-- RECORDS FOR THIS EXERCISE follows --
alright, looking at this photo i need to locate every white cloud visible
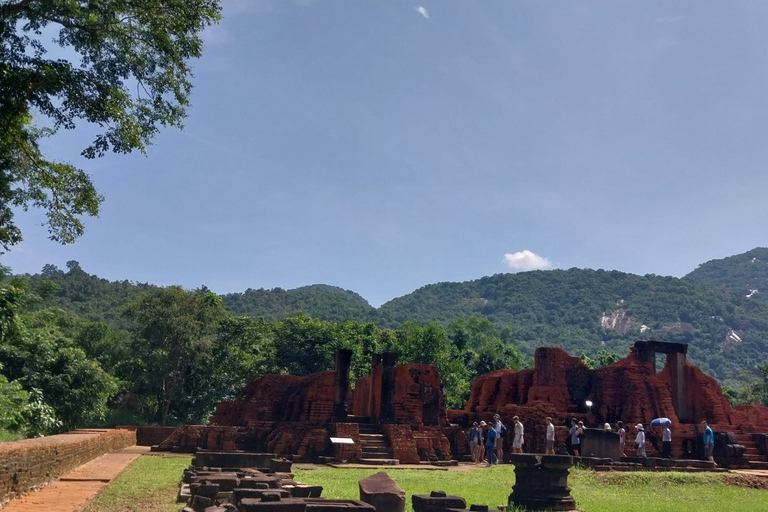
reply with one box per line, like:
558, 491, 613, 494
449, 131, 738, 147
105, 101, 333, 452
416, 6, 430, 19
502, 250, 552, 271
-- RECORDS FOR THIS EXERCISE concluded --
## WHAT NEEDS TO BE DONE
Reproduce the data above exactly, leaving out any picture in it.

## ANSWER TO THIS EXERCISE
alright, looking at this photo i need to locate every white cloud visible
reply with one box per line, like:
558, 491, 613, 494
449, 131, 738, 147
105, 101, 333, 452
416, 6, 430, 19
502, 250, 552, 271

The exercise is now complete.